Aim of the task: The word "negative" occurs in some lines of the data. Return each such line.

Stored data:

=== Section Start ===

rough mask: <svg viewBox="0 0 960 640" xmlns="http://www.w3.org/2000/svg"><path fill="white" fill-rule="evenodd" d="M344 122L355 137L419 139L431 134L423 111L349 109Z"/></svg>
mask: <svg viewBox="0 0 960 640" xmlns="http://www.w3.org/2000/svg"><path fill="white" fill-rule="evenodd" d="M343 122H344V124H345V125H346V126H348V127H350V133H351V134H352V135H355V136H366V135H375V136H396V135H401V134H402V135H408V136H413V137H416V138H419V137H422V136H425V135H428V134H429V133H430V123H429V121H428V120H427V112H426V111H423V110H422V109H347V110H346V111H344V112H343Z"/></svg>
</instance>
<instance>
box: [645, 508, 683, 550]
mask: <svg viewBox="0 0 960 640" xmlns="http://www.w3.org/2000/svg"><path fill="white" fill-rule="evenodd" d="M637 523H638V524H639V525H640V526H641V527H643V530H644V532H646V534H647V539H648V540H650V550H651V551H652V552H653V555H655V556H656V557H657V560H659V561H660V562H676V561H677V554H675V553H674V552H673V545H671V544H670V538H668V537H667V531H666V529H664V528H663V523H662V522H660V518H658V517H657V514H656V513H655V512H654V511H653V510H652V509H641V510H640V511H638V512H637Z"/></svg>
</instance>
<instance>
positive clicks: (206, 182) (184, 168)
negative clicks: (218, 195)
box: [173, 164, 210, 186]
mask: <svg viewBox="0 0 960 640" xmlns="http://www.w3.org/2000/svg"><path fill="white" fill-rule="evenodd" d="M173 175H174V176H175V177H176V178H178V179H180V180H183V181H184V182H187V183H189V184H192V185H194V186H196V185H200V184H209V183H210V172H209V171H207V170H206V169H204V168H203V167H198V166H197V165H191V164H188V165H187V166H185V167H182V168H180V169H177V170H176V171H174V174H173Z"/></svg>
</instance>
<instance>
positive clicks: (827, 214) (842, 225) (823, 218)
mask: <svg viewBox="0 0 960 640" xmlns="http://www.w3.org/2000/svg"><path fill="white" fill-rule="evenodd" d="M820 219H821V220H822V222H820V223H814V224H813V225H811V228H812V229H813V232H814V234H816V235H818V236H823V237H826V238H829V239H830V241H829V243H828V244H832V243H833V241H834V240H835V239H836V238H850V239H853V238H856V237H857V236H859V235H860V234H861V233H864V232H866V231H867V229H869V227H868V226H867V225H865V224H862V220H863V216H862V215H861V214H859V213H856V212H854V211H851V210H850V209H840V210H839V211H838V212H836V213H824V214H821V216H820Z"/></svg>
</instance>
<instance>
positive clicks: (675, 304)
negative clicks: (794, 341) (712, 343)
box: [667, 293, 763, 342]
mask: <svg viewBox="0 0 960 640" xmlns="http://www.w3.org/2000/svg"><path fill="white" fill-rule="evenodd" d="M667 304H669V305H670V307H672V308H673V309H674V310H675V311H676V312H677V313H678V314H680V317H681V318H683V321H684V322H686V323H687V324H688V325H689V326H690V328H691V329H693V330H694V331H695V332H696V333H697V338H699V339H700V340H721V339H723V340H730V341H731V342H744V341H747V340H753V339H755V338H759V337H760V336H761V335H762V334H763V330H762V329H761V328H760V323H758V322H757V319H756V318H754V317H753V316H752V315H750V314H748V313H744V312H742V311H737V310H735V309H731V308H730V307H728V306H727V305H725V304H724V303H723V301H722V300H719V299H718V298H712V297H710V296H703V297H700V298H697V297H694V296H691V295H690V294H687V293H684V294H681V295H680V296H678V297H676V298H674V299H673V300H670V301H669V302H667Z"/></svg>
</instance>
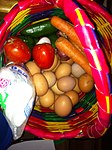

=== Section End ===

Solved exercise:
negative clicks: (218, 195)
negative clicks: (794, 341) (712, 343)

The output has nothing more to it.